(Named object pointing entries)
[Begin]
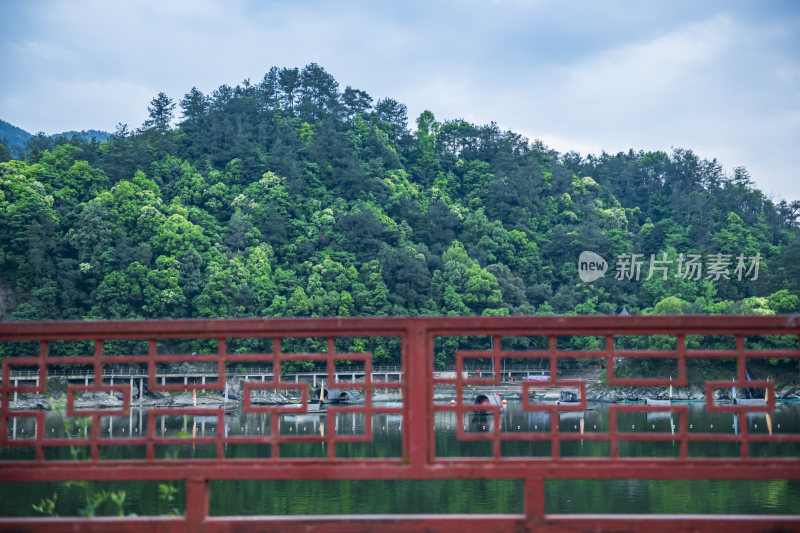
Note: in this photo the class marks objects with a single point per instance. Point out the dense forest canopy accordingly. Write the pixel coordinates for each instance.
(294, 197)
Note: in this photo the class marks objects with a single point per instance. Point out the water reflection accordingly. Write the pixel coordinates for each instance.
(383, 436)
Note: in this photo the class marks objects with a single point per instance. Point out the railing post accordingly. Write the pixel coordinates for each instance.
(196, 504)
(534, 490)
(417, 386)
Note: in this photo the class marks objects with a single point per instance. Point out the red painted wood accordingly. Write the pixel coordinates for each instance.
(419, 460)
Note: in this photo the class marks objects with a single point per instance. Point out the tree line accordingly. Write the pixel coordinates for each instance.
(293, 197)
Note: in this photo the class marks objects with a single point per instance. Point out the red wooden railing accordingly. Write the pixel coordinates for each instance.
(419, 460)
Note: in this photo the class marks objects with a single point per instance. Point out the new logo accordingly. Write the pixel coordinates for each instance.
(591, 266)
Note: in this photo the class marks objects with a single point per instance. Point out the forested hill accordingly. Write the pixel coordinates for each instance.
(17, 142)
(295, 197)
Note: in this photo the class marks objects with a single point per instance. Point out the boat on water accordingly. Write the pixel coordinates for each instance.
(653, 401)
(337, 396)
(488, 399)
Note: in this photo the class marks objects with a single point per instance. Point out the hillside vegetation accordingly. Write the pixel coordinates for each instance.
(293, 197)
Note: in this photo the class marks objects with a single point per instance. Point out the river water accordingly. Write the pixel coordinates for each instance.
(432, 496)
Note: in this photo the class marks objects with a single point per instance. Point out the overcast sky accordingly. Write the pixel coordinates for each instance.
(720, 78)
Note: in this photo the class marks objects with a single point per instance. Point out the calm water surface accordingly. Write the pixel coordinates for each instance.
(456, 496)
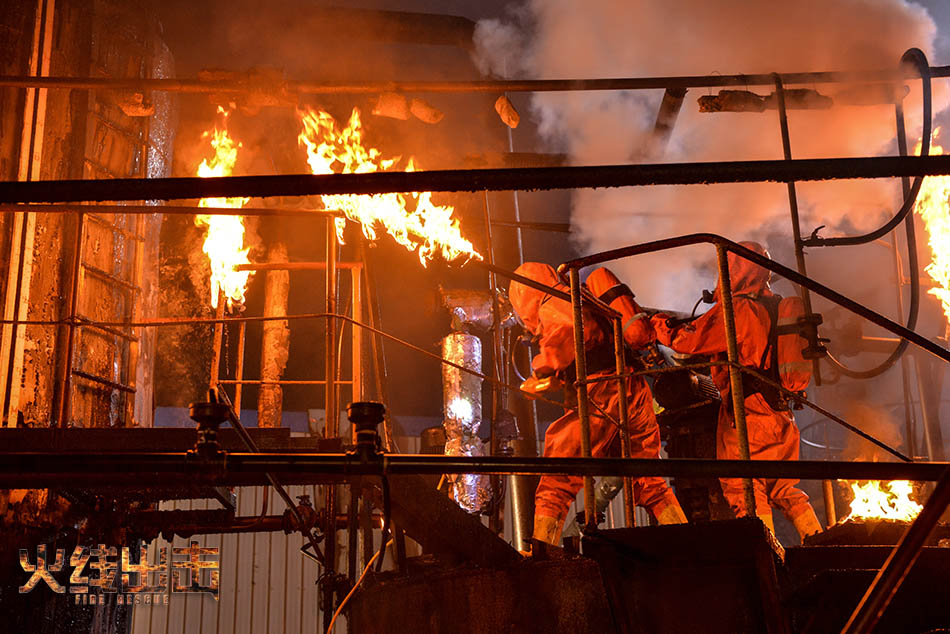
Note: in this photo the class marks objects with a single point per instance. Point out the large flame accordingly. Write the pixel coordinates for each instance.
(413, 220)
(874, 501)
(224, 243)
(933, 205)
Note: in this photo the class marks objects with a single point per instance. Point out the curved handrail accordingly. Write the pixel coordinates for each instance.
(791, 275)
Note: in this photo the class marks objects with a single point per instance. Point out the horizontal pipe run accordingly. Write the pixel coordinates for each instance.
(175, 210)
(791, 275)
(289, 87)
(553, 227)
(281, 382)
(522, 178)
(294, 266)
(39, 469)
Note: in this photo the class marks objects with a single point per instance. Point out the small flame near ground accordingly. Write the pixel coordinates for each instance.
(224, 243)
(933, 206)
(874, 499)
(413, 220)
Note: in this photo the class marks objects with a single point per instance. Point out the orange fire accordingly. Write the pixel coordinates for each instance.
(413, 220)
(933, 205)
(873, 501)
(224, 243)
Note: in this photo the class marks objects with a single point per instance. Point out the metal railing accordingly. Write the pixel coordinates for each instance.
(895, 569)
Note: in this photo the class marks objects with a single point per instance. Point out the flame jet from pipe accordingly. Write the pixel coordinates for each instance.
(413, 220)
(224, 243)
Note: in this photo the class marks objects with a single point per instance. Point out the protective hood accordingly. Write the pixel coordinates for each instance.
(745, 277)
(526, 300)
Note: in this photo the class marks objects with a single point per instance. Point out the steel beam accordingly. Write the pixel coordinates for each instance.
(141, 469)
(524, 178)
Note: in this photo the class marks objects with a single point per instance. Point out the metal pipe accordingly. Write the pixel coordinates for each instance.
(554, 227)
(666, 117)
(629, 506)
(374, 317)
(67, 381)
(910, 198)
(525, 178)
(899, 562)
(580, 363)
(735, 374)
(241, 84)
(217, 338)
(235, 419)
(294, 266)
(171, 210)
(826, 488)
(24, 469)
(275, 340)
(917, 57)
(332, 424)
(910, 436)
(766, 263)
(239, 367)
(499, 395)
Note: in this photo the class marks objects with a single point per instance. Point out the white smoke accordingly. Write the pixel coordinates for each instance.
(606, 38)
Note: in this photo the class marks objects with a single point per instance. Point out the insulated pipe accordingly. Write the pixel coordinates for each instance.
(735, 374)
(580, 363)
(523, 178)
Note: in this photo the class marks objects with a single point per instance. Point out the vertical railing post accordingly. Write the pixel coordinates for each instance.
(735, 373)
(217, 340)
(239, 368)
(628, 501)
(583, 407)
(826, 487)
(332, 427)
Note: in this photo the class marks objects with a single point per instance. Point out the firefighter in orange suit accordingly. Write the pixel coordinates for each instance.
(773, 435)
(550, 320)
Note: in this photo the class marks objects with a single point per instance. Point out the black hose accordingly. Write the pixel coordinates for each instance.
(917, 57)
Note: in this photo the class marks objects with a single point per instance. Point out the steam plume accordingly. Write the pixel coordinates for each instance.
(605, 38)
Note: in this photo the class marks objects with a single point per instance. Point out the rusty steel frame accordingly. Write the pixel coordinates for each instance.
(787, 171)
(291, 87)
(471, 180)
(91, 468)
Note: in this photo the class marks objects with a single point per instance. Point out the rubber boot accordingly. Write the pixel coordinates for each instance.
(672, 514)
(807, 523)
(548, 529)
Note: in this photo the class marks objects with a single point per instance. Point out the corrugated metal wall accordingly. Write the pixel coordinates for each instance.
(267, 584)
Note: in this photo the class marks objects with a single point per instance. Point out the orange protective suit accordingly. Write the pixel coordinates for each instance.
(550, 319)
(773, 435)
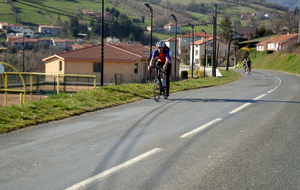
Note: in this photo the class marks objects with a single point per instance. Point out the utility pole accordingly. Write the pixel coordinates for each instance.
(102, 44)
(228, 53)
(214, 61)
(235, 46)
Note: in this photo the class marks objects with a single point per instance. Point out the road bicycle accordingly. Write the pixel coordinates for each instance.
(159, 86)
(248, 71)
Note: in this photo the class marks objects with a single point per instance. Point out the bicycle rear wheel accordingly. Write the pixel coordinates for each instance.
(157, 89)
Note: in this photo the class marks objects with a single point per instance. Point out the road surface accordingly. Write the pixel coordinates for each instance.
(242, 135)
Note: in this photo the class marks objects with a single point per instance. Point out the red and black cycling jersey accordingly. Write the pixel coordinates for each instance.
(162, 56)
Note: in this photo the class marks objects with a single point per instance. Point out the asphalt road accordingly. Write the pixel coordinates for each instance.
(242, 135)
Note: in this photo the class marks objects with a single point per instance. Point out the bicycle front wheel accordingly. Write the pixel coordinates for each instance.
(157, 88)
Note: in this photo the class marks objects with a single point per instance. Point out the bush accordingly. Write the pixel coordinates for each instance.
(183, 75)
(199, 73)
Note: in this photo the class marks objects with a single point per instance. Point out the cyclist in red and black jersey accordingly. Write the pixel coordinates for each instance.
(164, 60)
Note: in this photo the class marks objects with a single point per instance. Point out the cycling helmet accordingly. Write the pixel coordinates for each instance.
(160, 44)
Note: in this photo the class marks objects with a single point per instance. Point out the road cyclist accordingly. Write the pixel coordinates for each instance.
(164, 61)
(244, 65)
(249, 66)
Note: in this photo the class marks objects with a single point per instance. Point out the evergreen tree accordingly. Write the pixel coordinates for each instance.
(58, 22)
(117, 13)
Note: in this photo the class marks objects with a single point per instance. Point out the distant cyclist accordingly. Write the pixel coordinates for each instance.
(244, 64)
(249, 66)
(164, 60)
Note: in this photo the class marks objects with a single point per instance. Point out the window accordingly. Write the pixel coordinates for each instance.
(136, 68)
(97, 67)
(60, 65)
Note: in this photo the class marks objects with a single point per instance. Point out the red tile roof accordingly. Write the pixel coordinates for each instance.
(197, 35)
(46, 26)
(143, 51)
(111, 53)
(172, 24)
(199, 42)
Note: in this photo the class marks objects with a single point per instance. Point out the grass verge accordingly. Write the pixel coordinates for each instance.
(65, 105)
[End]
**TASK STATEMENT:** Reproduce the lines word for word, starting at the one holding "out the asphalt" and ending at the final line of the material above.

**SOLUTION:**
Note: in this photo the class marks objects with a single point per instance. Point out the asphalt road accordingly. Write the pixel coordinates for each instance.
(242, 135)
Note: in this photo the class marks objects with a single point per instance. Point out the bicycle front wheel accordingly. Write the pixel coordinates for each instance.
(157, 88)
Note: in this photo the class marks objects with a single point per instance. Point out the bush accordingly. Write the pixel coordinates for each instance.
(183, 75)
(199, 73)
Note: in this photo the class marks objects with a single point per instance. Point out the cyclist in red and black jersey accordingly. Write the pixel coordinates for each instance.
(164, 60)
Note: in this photo the class marks objects with a single point per instance. Point out the cycling helmet accordingly. Write the pixel coordinates for each instance.
(160, 44)
Note: in this photo the class marks objects with a single point per instance. Point out the road cyclist accordingly. Write the pixel coordinates for each instance.
(164, 61)
(244, 65)
(249, 66)
Note: in this photo the class marks objects with a single point per instance. Point out the evergreen tree accordingly. Write the pixel coordinates for each instance.
(58, 22)
(117, 13)
Note: in this photo the class marks objects with a single point per instance. Point out the distant cyclist accordingly. Write the pixel coordinates for each instance.
(244, 64)
(249, 66)
(164, 60)
Note: in this photo the class marks objects with a single point per instance. Point out the window accordingly. Write the pixel coordinates for each instance.
(136, 68)
(97, 67)
(60, 65)
Note: in this photo the class marks objects with a single point per instance. Point out the red tile roof accordingly. Write the pixel coordinates for each instance.
(197, 35)
(46, 26)
(143, 51)
(111, 53)
(172, 24)
(199, 42)
Note: in this photo the class marks objects with a single point per instance. Point out the grass verge accordingly. Write the pixel coordinates for each instance.
(65, 105)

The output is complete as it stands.